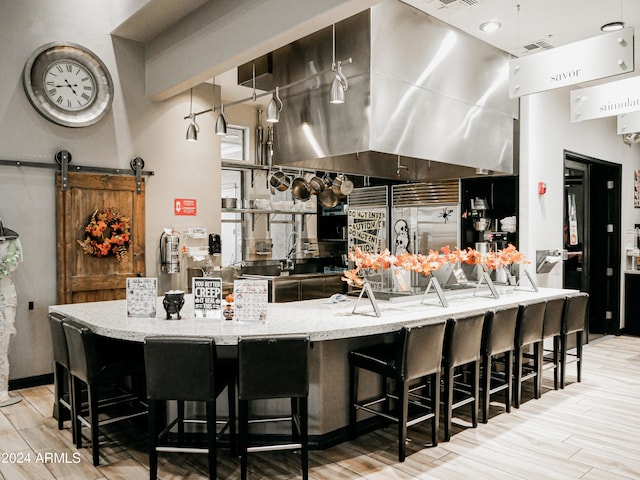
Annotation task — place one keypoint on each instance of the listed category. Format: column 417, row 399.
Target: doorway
column 592, row 238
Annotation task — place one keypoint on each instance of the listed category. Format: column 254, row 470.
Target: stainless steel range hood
column 425, row 101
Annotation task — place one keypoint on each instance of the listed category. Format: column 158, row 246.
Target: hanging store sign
column 590, row 59
column 606, row 100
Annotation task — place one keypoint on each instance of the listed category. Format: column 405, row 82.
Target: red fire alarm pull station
column 542, row 188
column 184, row 206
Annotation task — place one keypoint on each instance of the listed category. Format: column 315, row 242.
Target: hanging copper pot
column 327, row 198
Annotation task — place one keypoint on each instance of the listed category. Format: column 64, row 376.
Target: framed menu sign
column 250, row 298
column 142, row 297
column 207, row 297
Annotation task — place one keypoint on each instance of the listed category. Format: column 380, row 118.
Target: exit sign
column 184, row 206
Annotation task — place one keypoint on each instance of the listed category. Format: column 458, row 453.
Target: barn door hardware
column 63, row 160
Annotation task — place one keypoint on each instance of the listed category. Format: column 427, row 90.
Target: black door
column 592, row 238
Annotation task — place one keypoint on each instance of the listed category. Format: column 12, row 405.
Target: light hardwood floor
column 589, row 430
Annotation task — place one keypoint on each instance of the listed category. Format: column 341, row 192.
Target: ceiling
column 528, row 26
column 554, row 22
column 534, row 26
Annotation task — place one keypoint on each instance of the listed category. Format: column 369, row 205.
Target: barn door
column 85, row 277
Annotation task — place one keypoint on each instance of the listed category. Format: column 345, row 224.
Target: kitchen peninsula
column 332, row 327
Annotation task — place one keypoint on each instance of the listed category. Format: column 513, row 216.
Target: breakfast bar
column 333, row 328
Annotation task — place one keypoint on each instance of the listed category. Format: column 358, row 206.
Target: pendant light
column 339, row 85
column 221, row 122
column 193, row 128
column 274, row 107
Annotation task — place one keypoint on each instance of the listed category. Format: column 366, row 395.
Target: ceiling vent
column 534, row 47
column 631, row 138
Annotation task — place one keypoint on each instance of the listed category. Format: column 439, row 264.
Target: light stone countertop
column 316, row 318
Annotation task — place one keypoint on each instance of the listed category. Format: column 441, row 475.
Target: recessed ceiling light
column 490, row 26
column 612, row 27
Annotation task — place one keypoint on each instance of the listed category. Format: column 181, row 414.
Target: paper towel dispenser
column 547, row 259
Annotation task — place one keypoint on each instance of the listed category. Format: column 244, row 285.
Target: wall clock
column 68, row 84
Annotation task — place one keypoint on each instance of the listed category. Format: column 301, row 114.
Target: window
column 233, row 146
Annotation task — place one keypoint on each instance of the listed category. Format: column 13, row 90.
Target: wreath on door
column 108, row 233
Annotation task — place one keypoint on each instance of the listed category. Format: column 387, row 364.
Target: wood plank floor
column 589, row 430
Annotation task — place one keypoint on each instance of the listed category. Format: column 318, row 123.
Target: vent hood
column 425, row 101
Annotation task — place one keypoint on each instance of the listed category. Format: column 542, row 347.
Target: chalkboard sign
column 207, row 297
column 142, row 295
column 251, row 300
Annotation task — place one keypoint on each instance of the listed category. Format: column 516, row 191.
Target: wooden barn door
column 82, row 277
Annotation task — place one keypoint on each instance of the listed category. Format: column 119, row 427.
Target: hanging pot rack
column 63, row 159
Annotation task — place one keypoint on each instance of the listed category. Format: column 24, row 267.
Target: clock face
column 69, row 85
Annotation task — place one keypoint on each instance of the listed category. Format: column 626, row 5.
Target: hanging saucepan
column 347, row 186
column 300, row 189
column 327, row 198
column 327, row 181
column 315, row 183
column 279, row 181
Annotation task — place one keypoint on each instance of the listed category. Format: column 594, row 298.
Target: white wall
column 135, row 127
column 546, row 131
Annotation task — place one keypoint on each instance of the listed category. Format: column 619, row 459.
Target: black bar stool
column 462, row 343
column 575, row 320
column 528, row 334
column 552, row 329
column 498, row 340
column 416, row 354
column 270, row 368
column 97, row 365
column 61, row 374
column 186, row 369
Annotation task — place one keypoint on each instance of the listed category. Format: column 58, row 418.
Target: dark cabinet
column 492, row 199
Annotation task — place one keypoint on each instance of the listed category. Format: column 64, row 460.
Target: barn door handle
column 63, row 158
column 137, row 164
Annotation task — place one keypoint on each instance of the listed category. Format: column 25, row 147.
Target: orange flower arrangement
column 108, row 233
column 427, row 264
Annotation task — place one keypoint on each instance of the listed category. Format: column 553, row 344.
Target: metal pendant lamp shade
column 274, row 107
column 192, row 130
column 221, row 122
column 338, row 86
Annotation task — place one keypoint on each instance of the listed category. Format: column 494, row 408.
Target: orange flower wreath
column 108, row 233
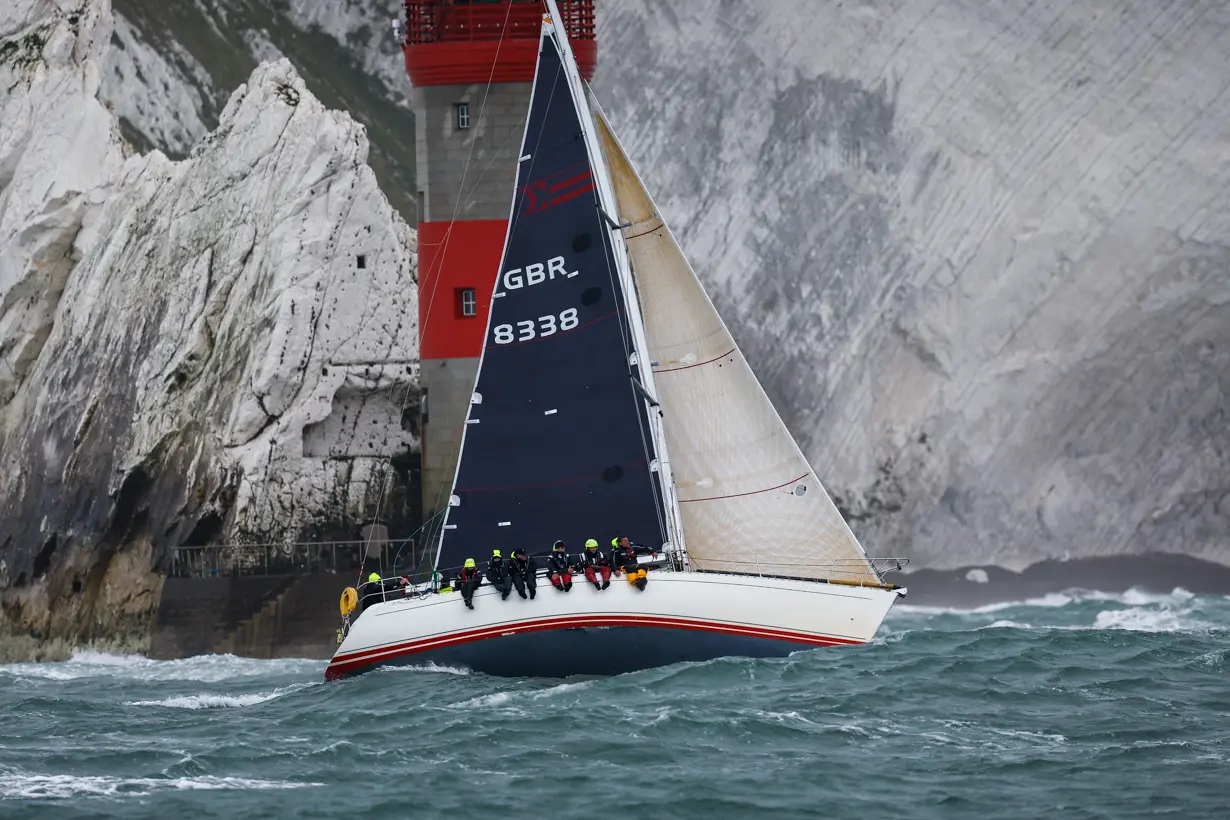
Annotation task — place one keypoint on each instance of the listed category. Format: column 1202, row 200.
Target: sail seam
column 688, row 366
column 754, row 492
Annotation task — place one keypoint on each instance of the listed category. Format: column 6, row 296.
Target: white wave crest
column 429, row 666
column 1057, row 600
column 33, row 787
column 1148, row 620
column 1134, row 610
column 215, row 701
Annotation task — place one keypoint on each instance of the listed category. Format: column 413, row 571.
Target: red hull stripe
column 365, row 657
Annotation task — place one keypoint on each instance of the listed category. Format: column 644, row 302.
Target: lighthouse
column 471, row 65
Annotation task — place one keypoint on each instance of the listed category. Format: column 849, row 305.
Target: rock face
column 978, row 252
column 223, row 347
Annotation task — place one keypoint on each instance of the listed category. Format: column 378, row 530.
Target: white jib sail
column 749, row 500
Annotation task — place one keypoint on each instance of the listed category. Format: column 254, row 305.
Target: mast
column 609, row 205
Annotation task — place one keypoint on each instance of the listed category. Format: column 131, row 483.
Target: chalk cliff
column 978, row 252
column 223, row 346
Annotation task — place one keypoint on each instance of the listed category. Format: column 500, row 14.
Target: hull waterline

-.-.-

**TASK GOAL:** Copy word for word the lines of the data above, beginning with the line that contains "345, row 224." and continuing through the line that contains "column 631, row 138".

**WRITTEN ANSWER:**
Annotation task — place one keypoint on each instance of the listed category. Format: column 345, row 224.
Target: kitchen peninsula
column 332, row 327
Annotation task — place one keypoint on each instance of the listed category. Format: column 513, row 216.
Target: breakfast bar
column 333, row 328
Annotation task — place one keypoint on each instance of the listed category. Format: column 358, row 206.
Target: pendant light
column 339, row 85
column 221, row 122
column 193, row 128
column 274, row 107
Annotation task — place one keypoint on each instance of the listed category. Format: column 366, row 395.
Target: ceiling vent
column 534, row 47
column 631, row 138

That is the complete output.